▶ **SELECTED EXCERPT**:
For me, one of the hardest things to accept about Hunter-Killer is that it isn’t a spy novel. For so long I have heard stories of Geoffrey Jenkins unpublished Bond novel, Per Fine Ounce, and knowing that he was tapped to write a Bond thriller, immediately, in my mind, made him a spy writer. Later, when I learned that Jenkins character Geoffrey Peace is considered by be his most James Bond creation that sealed the deal. I had to read a Geoffrey Peace novel. But I am rattling on a little bit. Maybe I should slow down and explain where I thought Hunter-Killer was going to take me, and where I ended up!
My road to Hunter-Killer was a long one. It’s a book I have been searching for, for years. Why? If you are student of the Bondian universe you are probably well aware of author Geoffrey Jenkins. For the un-initiated, here’s an overview of Jenkins link to the literary and filmic James Bond written by Best Selling author Jeremy Duns. The article Gold Dust originally appeared in Kiss Kiss Bang Bang Magazine (You can now read it on his blog, The Debrief). Summarizing, for the benefit of those who are two lazy to read Jeremy’s article – or who are pressed for time, Jenkins actually wrote the first post Fleming James Bond novel, called Per Fine Ounce. Never heard of it? That’s not particularly surprising as the book was never published. Allegedly, Glidrose Publications (now known as Ian Fleming Publications) who controlled the rights to the literary Bond were not happy with the story and shelved it. In fact the manuscript has gone missing, with only a few pages remaining. You can read two pages at the MI6 Website.
Quoting from the knowledgeable folk at Wikipedia:
Not much is known of the plot for Per Fine Ounce. The reference work The Bond Files by Andy Lane and Paul Simpson indicates that it was based upon a story Jenkins claimed he and Fleming had worked on around 1957, and that the storyline was set in South Africa and dealt with diamond smugglers and a spy ring and bore some resemblance to Fleming’s Bond novel Diamonds Are Forever as well as his non-Bond work, The Diamond Smugglers. However, in an interview with Kiss Kiss Bang Bang magazine published in 2005, Peter Janson-Smith, Fleming’s former literary agent and former chairman of Glidrose, claimed that he believed the story may have been about gold. This makes more sense, as the title derives from the line “per fine Troy ounce” or a variation of. A fine ounce is a Troy ounce of not quite pure gold. Jenkins’ synopsis found by John Pearson in Fleming’s papers featured gold bicycle chains, baobab tree coffins and the magical Lake Fundudzi – presumably, Jenkins used some or all of these elements in the book itself. Four draft pages of the manuscript were discovered in 2005, in which we learn that the Double-O Section has been closed down and James Bond defies M on a matter of principle, resigning from MI6 to pursue his mission in South Africa alone.

▶ **EXTRACTED MATERIAL**:
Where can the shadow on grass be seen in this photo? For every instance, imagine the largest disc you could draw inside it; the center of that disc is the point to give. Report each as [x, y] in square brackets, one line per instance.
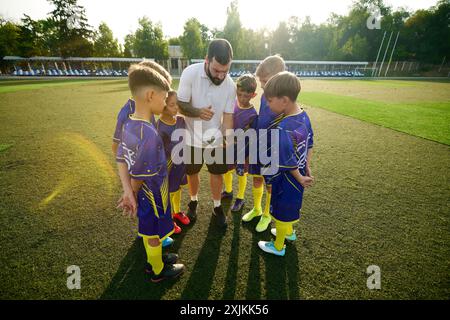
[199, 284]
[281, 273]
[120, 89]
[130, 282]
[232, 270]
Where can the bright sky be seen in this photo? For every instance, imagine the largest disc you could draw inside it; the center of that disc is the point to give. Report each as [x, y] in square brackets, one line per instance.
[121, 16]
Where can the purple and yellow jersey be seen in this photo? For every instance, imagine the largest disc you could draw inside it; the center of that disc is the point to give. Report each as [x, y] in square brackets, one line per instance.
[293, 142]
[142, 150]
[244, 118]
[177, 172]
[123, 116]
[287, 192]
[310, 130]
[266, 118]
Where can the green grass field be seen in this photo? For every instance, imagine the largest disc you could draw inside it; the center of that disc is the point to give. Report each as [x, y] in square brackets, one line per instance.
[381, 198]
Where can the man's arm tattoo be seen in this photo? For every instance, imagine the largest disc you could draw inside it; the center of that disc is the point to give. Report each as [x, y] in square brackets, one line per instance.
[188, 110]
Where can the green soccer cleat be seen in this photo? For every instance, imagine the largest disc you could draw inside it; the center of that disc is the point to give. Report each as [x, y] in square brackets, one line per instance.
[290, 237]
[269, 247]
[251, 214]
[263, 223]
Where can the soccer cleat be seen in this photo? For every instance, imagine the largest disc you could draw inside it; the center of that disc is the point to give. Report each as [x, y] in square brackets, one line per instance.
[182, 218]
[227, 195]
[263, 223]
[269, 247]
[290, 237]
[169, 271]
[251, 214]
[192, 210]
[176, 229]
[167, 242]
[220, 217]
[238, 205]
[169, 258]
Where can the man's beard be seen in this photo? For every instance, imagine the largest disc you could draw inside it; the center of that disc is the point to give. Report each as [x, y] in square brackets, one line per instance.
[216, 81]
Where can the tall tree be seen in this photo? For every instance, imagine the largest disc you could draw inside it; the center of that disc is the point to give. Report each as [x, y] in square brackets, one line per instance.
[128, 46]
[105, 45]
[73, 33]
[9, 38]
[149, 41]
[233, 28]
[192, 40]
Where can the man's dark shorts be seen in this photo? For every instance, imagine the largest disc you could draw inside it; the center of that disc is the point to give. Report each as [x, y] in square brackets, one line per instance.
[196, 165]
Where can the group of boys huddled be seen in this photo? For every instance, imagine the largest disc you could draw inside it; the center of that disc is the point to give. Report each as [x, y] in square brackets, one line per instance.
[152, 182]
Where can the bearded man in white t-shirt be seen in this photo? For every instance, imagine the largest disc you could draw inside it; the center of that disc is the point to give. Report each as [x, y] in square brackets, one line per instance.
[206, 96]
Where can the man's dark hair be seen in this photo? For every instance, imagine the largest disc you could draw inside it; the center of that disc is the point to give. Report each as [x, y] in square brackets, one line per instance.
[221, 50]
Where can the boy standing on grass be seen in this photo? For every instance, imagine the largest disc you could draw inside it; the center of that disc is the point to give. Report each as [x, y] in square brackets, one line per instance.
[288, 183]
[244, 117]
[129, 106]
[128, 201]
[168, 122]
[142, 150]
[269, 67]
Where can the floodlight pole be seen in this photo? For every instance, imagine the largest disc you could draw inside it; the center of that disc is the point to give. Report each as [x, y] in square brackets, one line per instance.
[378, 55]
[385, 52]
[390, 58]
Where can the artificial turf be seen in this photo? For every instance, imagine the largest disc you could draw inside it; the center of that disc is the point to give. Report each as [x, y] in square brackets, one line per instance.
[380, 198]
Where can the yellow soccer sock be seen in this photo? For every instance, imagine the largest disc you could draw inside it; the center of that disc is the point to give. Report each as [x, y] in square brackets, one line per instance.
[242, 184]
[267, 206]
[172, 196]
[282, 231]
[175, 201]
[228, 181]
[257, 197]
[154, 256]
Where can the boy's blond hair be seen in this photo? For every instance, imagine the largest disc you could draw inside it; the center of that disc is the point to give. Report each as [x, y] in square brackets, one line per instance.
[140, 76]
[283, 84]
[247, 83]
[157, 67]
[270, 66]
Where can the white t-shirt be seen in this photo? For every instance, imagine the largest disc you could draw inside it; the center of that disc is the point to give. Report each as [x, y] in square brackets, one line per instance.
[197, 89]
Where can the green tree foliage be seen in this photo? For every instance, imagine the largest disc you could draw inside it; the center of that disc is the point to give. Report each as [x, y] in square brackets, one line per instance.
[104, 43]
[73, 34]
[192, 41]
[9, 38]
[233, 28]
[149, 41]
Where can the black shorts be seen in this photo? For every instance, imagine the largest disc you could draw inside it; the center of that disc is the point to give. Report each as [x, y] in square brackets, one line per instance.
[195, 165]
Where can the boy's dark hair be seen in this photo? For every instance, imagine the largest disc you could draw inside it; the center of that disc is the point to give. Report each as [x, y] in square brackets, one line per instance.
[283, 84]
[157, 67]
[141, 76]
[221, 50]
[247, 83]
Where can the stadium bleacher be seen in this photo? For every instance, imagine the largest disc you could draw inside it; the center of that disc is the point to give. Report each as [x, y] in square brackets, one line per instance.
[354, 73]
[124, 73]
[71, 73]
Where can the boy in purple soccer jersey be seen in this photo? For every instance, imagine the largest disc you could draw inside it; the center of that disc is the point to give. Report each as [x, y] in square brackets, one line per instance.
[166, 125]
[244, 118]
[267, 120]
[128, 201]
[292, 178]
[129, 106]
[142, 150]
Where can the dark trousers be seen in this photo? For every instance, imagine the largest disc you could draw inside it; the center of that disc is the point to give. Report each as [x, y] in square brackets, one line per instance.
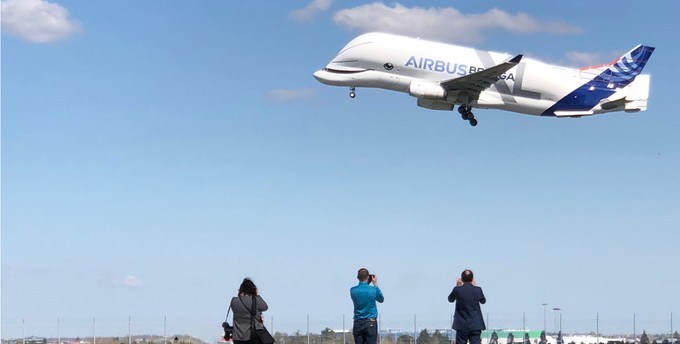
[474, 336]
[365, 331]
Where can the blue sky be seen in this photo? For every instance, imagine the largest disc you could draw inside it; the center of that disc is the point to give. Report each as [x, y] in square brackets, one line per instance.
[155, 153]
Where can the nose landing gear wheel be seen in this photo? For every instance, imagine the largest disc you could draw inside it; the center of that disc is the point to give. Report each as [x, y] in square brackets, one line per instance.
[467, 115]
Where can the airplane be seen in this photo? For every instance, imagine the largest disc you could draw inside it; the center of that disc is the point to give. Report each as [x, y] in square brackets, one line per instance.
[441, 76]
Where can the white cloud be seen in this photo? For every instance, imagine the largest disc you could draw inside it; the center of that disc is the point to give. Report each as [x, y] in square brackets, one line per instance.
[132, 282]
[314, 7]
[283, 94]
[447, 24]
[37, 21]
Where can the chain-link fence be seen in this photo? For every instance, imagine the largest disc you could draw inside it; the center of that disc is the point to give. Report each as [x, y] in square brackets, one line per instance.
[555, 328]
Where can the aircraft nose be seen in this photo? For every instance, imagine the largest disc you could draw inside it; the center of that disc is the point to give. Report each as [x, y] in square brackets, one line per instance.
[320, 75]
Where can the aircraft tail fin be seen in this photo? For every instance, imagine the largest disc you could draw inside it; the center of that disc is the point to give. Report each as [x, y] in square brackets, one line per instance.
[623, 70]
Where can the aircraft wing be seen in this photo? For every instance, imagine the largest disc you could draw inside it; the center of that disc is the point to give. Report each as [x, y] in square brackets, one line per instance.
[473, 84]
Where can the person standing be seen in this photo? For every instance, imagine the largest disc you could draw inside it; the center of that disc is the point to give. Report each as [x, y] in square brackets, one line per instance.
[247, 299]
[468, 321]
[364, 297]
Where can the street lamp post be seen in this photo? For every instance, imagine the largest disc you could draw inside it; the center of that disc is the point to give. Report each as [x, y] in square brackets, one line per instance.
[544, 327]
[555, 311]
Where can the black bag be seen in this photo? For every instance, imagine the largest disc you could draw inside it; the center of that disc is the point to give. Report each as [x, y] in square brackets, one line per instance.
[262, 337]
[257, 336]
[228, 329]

--

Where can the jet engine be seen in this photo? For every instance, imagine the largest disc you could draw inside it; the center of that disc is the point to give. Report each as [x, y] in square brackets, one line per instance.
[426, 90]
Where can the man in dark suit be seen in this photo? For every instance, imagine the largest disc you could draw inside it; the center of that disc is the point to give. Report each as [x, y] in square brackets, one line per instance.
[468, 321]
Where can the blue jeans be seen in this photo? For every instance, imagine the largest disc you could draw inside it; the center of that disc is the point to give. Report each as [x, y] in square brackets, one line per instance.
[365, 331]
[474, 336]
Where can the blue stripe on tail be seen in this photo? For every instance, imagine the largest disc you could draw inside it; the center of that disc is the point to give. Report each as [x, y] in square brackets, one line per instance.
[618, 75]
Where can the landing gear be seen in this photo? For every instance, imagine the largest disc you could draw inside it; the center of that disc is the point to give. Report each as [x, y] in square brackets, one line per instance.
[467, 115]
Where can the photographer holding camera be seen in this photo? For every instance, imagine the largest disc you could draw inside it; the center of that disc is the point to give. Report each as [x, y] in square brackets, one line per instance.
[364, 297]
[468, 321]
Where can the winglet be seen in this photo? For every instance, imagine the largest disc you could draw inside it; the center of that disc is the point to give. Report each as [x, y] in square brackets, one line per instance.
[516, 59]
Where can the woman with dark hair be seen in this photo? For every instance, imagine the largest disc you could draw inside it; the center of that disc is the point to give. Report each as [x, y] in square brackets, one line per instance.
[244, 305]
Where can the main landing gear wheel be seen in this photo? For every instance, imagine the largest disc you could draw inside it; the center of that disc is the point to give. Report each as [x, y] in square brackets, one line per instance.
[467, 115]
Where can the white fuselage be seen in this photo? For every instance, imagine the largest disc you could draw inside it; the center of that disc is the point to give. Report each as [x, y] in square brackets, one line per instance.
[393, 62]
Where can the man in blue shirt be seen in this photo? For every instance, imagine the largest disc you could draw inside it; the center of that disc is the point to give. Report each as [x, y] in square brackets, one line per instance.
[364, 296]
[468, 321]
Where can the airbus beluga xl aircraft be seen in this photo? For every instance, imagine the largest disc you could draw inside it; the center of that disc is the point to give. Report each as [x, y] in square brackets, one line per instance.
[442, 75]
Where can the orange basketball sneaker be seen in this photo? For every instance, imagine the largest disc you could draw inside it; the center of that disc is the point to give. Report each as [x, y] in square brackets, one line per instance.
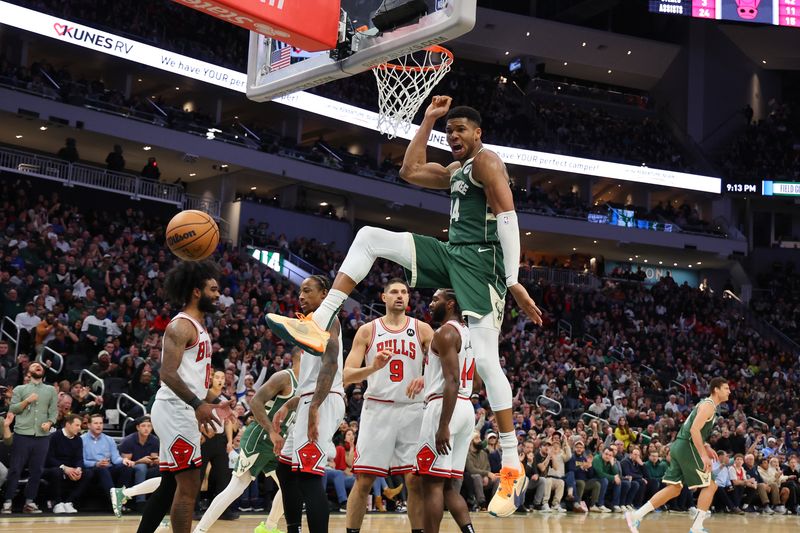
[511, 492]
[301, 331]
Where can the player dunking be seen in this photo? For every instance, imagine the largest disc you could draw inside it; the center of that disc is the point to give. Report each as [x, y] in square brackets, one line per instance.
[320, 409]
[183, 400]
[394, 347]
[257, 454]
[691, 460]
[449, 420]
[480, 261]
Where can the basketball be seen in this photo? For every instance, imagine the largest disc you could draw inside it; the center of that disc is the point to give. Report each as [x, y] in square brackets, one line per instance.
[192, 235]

▶ **PROBLEM DESCRIPTION**:
In the Hunter-Killer review above, why does the idea that Per Fine Ounce was about gold make more sense? Answer in one to three sentences.

▶ **SOLUTION FOR THIS PROBLEM**:
The title comes from the line "per fine Troy ounce" or a variation of it. A fine ounce is a Troy ounce of not quite pure gold.